--- Set exercise ---
Print out every record exactly as it appears.

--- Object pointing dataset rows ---
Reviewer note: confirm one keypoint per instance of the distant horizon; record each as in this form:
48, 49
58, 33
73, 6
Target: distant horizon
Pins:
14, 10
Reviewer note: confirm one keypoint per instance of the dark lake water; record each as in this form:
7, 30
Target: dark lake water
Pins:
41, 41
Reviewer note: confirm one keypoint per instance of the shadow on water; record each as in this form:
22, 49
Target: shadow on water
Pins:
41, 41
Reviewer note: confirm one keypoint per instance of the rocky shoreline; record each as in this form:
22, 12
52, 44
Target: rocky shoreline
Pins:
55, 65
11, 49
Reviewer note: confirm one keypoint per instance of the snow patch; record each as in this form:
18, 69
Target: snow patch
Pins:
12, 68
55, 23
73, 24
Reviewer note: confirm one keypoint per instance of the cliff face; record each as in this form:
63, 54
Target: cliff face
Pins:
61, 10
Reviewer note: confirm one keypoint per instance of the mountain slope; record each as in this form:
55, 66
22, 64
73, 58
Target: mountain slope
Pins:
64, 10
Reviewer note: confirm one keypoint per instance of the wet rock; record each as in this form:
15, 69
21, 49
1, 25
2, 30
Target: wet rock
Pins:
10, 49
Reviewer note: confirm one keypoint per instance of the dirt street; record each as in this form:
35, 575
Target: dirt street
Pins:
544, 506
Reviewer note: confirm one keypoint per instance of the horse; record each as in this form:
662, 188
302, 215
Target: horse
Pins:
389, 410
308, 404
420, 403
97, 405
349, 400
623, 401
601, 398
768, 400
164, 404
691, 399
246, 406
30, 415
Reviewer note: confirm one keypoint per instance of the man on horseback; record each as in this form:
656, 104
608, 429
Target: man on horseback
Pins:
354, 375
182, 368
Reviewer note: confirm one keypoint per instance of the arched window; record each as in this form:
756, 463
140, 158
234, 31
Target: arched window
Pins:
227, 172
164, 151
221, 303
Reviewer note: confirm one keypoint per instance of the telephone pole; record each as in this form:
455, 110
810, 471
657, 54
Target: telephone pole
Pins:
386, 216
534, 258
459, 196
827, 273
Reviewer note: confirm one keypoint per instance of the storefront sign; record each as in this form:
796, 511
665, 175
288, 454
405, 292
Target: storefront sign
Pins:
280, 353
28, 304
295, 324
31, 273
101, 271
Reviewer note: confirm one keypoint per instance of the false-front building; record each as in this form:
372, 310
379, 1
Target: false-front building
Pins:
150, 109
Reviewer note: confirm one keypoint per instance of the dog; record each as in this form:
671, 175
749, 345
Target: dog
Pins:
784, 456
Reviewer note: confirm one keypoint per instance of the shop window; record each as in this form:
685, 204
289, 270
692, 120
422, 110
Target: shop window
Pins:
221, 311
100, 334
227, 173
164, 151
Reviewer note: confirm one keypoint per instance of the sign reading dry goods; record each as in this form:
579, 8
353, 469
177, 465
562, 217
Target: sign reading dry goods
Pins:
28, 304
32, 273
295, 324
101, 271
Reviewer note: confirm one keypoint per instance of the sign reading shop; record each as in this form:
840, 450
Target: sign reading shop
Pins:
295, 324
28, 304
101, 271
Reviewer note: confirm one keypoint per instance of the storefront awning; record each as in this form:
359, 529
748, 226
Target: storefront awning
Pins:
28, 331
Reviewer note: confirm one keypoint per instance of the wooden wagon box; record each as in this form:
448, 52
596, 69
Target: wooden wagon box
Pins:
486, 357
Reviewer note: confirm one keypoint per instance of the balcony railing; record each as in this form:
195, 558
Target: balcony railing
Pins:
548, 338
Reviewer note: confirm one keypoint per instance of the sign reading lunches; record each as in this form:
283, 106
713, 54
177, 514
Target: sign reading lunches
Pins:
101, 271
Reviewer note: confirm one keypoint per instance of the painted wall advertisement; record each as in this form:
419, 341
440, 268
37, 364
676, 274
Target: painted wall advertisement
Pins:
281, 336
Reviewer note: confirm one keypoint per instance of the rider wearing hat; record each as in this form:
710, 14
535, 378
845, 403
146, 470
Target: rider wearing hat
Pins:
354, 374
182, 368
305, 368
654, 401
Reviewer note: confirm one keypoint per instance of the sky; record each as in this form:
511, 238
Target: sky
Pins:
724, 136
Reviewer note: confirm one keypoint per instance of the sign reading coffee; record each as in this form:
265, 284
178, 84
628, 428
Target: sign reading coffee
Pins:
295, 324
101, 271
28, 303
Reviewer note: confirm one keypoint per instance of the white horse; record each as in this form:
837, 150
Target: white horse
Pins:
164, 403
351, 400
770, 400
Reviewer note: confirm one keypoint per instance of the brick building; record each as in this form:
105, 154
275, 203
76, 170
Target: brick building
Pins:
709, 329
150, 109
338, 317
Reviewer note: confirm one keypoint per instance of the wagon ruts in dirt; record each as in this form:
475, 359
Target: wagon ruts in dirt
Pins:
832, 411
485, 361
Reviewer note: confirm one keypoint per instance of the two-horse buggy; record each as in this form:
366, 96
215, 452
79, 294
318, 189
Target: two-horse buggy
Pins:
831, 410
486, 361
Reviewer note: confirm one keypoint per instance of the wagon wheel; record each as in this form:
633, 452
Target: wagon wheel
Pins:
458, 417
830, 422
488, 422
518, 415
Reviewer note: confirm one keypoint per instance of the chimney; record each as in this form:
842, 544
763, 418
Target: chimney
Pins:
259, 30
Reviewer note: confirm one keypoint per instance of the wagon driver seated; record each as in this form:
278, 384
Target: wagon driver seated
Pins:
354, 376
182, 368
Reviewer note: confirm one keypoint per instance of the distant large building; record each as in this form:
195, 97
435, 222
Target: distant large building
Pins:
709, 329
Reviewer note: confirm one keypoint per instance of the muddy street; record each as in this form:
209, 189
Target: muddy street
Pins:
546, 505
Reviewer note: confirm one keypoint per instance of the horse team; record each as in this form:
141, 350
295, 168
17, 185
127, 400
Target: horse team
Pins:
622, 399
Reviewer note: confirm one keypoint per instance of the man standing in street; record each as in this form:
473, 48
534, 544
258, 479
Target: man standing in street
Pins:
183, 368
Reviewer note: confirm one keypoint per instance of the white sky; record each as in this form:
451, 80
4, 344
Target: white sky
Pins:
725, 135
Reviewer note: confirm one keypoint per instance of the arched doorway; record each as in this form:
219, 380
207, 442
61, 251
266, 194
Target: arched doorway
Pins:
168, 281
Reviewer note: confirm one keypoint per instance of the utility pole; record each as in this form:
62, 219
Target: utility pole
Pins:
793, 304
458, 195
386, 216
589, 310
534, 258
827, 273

--- Final result ---
Reviewer note: confirm one keypoint per instance of the distant horizon; record each as in this form:
48, 49
58, 33
73, 6
Target: distant horizon
Pins:
14, 10
Reviewer note: confirm one keypoint per instance of the dark lake water; record each as in this form:
7, 30
Target: dark lake water
Pins:
41, 41
Reviewer note: confirm one keypoint per instance of the shadow on water; record each as in this form:
22, 49
Target: shadow on water
Pins:
41, 41
Reviewer note: confirm one keypoint per instance of the rocky shoreline; record each as in this form:
22, 12
52, 44
Target: rocky shoreline
Pins:
55, 65
11, 49
Reviewer note: confirm one keypoint per instance of the snow patch; record each as in this form:
18, 69
Target: snow patch
Pins:
12, 68
55, 23
73, 24
Reviewer note: confirm one keypoint per instance of the cliff face; record each as in this form:
63, 54
Target: cliff face
Pins:
61, 10
Reviewer note: confirm one keypoint per instance of the mountain slope; record each as in this form:
55, 66
22, 64
73, 58
Target: mountain slope
Pins:
64, 10
Reviewer note: confirm one keypoint per instance of the wet rock; record each as in this form:
15, 69
21, 49
1, 25
2, 30
Target: wet rock
Pins:
10, 49
Reviewer note: confirm one keypoint per instance of the dirt street; record each as in this form:
35, 575
Target: dirt street
Pins:
544, 506
Reviewer note: confirm one keypoint per instance of the horse; record each as in this form:
662, 188
302, 215
Target: horse
Pins:
389, 410
308, 404
420, 403
97, 405
349, 400
623, 401
601, 398
768, 400
164, 404
691, 399
246, 406
30, 415
Reviewer note: confirm one keypoint per instance of the man on horseback; record each as in this form:
656, 104
608, 429
Target: man on horseback
Pins:
354, 375
182, 368
Reviewer note: confirm one keypoint per instance of the arched window; record each as in this form:
756, 463
140, 158
234, 31
Target: arched window
Pins:
227, 172
164, 151
221, 303
Reviewer note: confirm one keypoint per instance of the telephone pole; record each as in this form:
455, 110
810, 471
657, 54
Target: telephone pole
Pins:
386, 216
534, 258
459, 196
827, 273
Reviewer note: confirm one keypoint per instance of the storefront sign; record each as in this form:
796, 511
665, 175
288, 454
405, 292
Target: storefront sign
Pins:
280, 353
28, 304
295, 324
31, 273
101, 271
Reviewer note: confirm one keypoint per instance of the false-front building; record each as in this form:
372, 310
379, 1
Target: false-front building
Pins:
150, 109
Reviewer note: confirm one keypoint per instance of the dog; record each as in this form:
671, 175
749, 345
Target: dog
Pins:
784, 456
Reviewer note: confirm one keypoint per instance of the shop window; record each as in this form:
685, 204
289, 270
692, 120
422, 110
Target: shop window
Pins:
221, 311
100, 334
227, 173
164, 151
Reviewer note: confirm one keypoint per instance of the sign reading dry goods; record each as in this form:
579, 8
353, 469
177, 465
562, 217
Target: sign reading dry goods
Pins:
28, 304
32, 273
295, 324
101, 271
Reviewer note: confirm one keypoint per instance of the sign reading shop; record each as in this form:
840, 450
Target: sign reading shop
Pins:
295, 324
28, 304
101, 271
Reviewer note: confirm one keypoint per instance of the storefront awning; record each as in this form:
359, 529
748, 226
Target: storefront awning
Pins:
28, 331
Reviewer note: confirm one keypoint per instance of the wooden wagon box; record each as in this form:
448, 52
596, 69
Target: wooden wagon box
Pins:
486, 357
Reviewer note: confirm one keypoint per instance of the balcony railing; record each as in this form:
195, 558
Target: balcony railing
Pins:
548, 338
Reviewer note: confirm one keypoint per instance of the sign reading lunches; record each as in this form:
283, 106
713, 54
177, 514
Target: sign reading lunches
Pins:
101, 271
Reviewer note: confirm one keypoint per instance of the painted wall advertisement; record each as in this form:
419, 341
440, 268
37, 364
676, 274
Target: painted wall advertisement
Pins:
281, 336
Reviewer note: confirm one keypoint per instance of the rider wearing hat; record each as in this form:
710, 14
535, 378
845, 403
146, 470
Target: rider wearing hat
Pins:
354, 374
182, 368
305, 368
654, 401
Reviewer note: confirm one keypoint per instance of the sky; record each as in this form:
511, 238
Target: sky
Pins:
724, 136
Reviewer note: confirm one keypoint per instance of the sign reading coffee; record each as in this form:
265, 284
178, 84
628, 428
Target: sign reading coffee
Pins:
295, 324
101, 271
28, 303
Reviewer note: confirm one keypoint per instance of the white horse; record each as in this form:
837, 150
Target: white horse
Pins:
164, 403
351, 400
770, 400
Reviewer note: confirm one keypoint per instance of the brick building; record each as in this form:
105, 154
275, 203
76, 170
Target: brick building
Pins:
709, 329
150, 109
338, 317
Reviewer note: confirm one keypoint per instance of the wagon ruts in dirt; record each as in this form:
475, 359
Target: wagon ruts in dirt
Pins:
832, 411
485, 361
Reviewer note: confirm one keypoint per instance of the two-horse buggy; record each as in this form:
366, 96
215, 452
79, 294
318, 189
Target: two-horse buggy
Pins:
831, 410
486, 361
Reviewer note: confirm one keypoint per instance of the wagon wheel; record each as in this form:
633, 452
Target: wagon wheel
Pins:
458, 417
830, 422
488, 422
518, 415
Reviewer note: confirm one keypoint per instance of the chimney; record each as in this form:
842, 544
763, 418
Target: chimney
Pins:
259, 30
Reviewer note: confirm one keypoint per instance of the wagon driver seated; record each as in this form:
278, 384
Target: wagon driver seated
Pins:
354, 376
182, 368
Reviewer note: confirm one keypoint per instance of the distant large building; record each as in this form:
195, 97
435, 222
Target: distant large building
Pins:
709, 329
Reviewer note: confirm one keypoint per instance of the muddy street; record each as in this form:
209, 189
Target: muddy street
Pins:
546, 505
Reviewer note: confirm one keypoint per instance of the horse team; record each as in this form:
141, 350
295, 168
17, 185
127, 400
Target: horse team
Pins:
622, 399
Reviewer note: confirm one keypoint per instance of the man standing in street; record each as in this form:
473, 48
534, 544
258, 479
Target: man standing in street
Pins:
183, 368
Reviewer note: confirm one keypoint per instance of the white sky; record each as in this form:
451, 80
4, 344
Target: white sky
Pins:
725, 135
Reviewer note: confirm one keypoint per instance of the arched doorway; record each as in this form:
219, 380
207, 442
61, 251
266, 194
Target: arched doorway
Pins:
168, 281
Reviewer note: confirm one keypoint per instance of the utility pole; record each as in this form:
62, 219
Target: utility pole
Pins:
793, 304
458, 195
386, 216
589, 310
534, 258
827, 273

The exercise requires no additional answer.